▶ **Source document**:
^^^^^^^^^^^^^^^^
Volkswagen plans to expand its Chattanooga, Tenn., factory and start production of a seven-passenger sport-utility vehicle at the plant.
The project will create about 2,000 jobs in the United States and an investment of about $900 million, including $600 million at the factory.
The automaker already has 2,500 employees building the Passat for the U.S. market at the plant.
VW is trying to reverse a sales slide in the U.S. by adding new products that better match consumer demand. The German automaker has set a target of selling 800,000 vehicles in the U.S. by 2018. But last year, it sold only 408,000.
Through the first six months of this year, sales have dropped more than 13% to 179,000.
"With the midsize SUV, the expansion of the Chattanooga plant and the new development center, the focus is on the wishes of the U.S. customer," said Martin Winterkorn, Volkswagen's chairman. "The Volkswagen brand is going on the attack again in America."
VW has invested heavily in China, Brazil and other nations in recent years to the detriment of its U.S. operations, Winterkorn said.
^^^^^^^^^^^^^^^^
(Stored records)
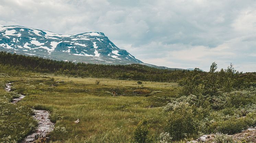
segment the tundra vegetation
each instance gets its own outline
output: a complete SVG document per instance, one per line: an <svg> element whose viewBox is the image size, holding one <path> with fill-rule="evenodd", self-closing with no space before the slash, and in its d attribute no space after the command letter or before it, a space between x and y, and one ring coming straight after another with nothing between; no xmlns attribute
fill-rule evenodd
<svg viewBox="0 0 256 143"><path fill-rule="evenodd" d="M26 58L22 62L29 62ZM37 123L31 108L51 113L56 123L47 135L51 142L184 142L216 133L217 142L234 142L224 134L256 125L256 73L239 72L232 64L217 68L214 62L207 72L149 68L160 77L161 70L178 77L160 82L145 76L125 80L44 72L7 61L0 65L0 142L20 142L33 132ZM4 88L10 82L7 92ZM10 103L20 94L26 96Z"/></svg>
^^^^^^^^^^^^^^^^
▶ **Tasks and exercises**:
1. List each figure for a number of vehicles sold or to be sold that appears in the article on Volkswagen's Chattanooga plant expansion, with what each one refers to.
2. Continue the article on Volkswagen's Chattanooga plant expansion from its last sentence.

▶ **Your responses**:
1.
- 800,000: the number of vehicles VW aims to sell in the U.S. by 2018
- 408,000: the number of vehicles VW sold in the U.S. last year
- 179,000: VW's U.S. sales through the first six months of this year

2.
Although VW is a small brand in the U.S., the company is among the largest automakers globally.
In pinning its hopes on a mid-size SUV, VW is attacking one of the hottest segments of the market. But the factory won't start turning out the vehicle until nearly the end of 2016, making VW's 2018 target difficult to reach, analysts said.
"This investment likely will address one of the glaring holes -- an entry in the fastest-growing vehicle segment of small crossovers," said Michelle Krebs, analyst for AutoTrader.com. "To even get close to its goal, VW needs to beef up its product portfolio."
VW also plans to locate a research and development center at the factory complex, which will focus on planning cars for U.S. consumers. It will create about 200 engineering jobs in Chattanooga.